Which lines in the records below hold the word "hazy"? Copy each of them.

━━━━━━━━━━━━━━━━━━━━

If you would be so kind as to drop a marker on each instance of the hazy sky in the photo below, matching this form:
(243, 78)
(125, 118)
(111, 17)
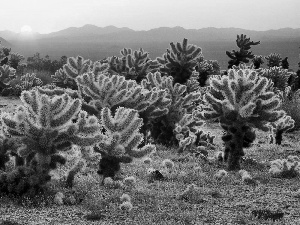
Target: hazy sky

━━━━━━━━━━━━━━━━━━━━

**SOLUTION TO THE EXERCISE**:
If you would be so kind as to drop a marker on each instance of the hazy sky in the photo below, matching this form:
Target: hazy sky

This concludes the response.